Quoted passage:
Vibrant pink roses with the silkiest petals I’ve ever rubbed across my face sit on my windowsill, glowing in the late evening sun. They were $3.99 at the grocery store, the edges just becoming brittle with decay. They’ll last a few days; I think to myself as I carefully trim their thorns and fill a thin vase with filtered water.
Every morning when I leave, and every night when I return, I inhale deeply, my lungs filling with their sweet scent. When I was young, my uncle would take me to Maplewood Rose Garden. I filled the pockets of my plaid skorts with every color and size imaginable, peach primrose, American beauty, and impeccable white. I kept them under my pillow and even ate them—the pink tasted the best.
My philosophy, then and now, is the same.
I give myself roses because I am the most important person in my life.
For a long time, I forgot that. I was eating half a box of Barilla whole-wheat penne and a half jar of Francisco Rinaldi Heart Healthy Spicy Marinara Sauce every night, and three oranges during the day. Waiting until my mom got home from work so I could go Planet Fitness, only leaving when I received frantic voicemails from my mom, once from my dad and that’s when I knew I had to go home.
“Where are you?”
“Where have you been?”
“Your mother is freaking out.”
“I swear to GOD, you better not be at the gym.”
See, at first, the gym was a place that I went to blow off steam after a fight with my parents or when my OCD and anxiety started acting up. I didn’t have a car or a license (still don’t) and had nowhere else to really go, so why not the 24-hour gym around the corner? I had always liked lifting weights and riding the bike in gym class and was tired of sly comments from classmates and my family about my size 12 frame and thought it wouldn't hurt to try out a gym for $10 a month. Especially since my parents were paying the fee.
As senior year crept by and I was waiting for college acceptance letters, the pounds were literally shedding. Clumps falling from my waist as I created new holes in my belt to keep my pants up. “You shouldn't lose any more weight," says my, what I thought to be unobservant, mother as I modeled the first pair of skinny jeans I would ever own (classic blue with taupe seams). Her brown eyes were stern and her forehead crawled in concern.
I rolled my eyes, thinking of all the muffin top jokes that no one thought I heard. "It's not even that much." I pointed out, stomping into my bedroom, slipping into my worn out Nikes, and jogging to the gym.

Information supplied:

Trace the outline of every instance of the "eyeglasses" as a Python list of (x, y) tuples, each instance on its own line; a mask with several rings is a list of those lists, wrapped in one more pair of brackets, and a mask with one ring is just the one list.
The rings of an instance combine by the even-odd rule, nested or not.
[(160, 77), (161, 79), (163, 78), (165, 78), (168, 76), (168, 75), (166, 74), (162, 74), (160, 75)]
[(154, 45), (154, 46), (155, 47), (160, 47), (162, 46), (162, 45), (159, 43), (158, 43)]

Exercise task: Please copy the rose essay word for word, beginning at "Every morning when" and stopping after "tasted the best.".

Written answer:
Every morning when I leave, and every night when I return, I inhale deeply, my lungs filling with their sweet scent. When I was young, my uncle would take me to Maplewood Rose Garden. I filled the pockets of my plaid skorts with every color and size imaginable, peach primrose, American beauty, and impeccable white. I kept them under my pillow and even ate them—the pink tasted the best.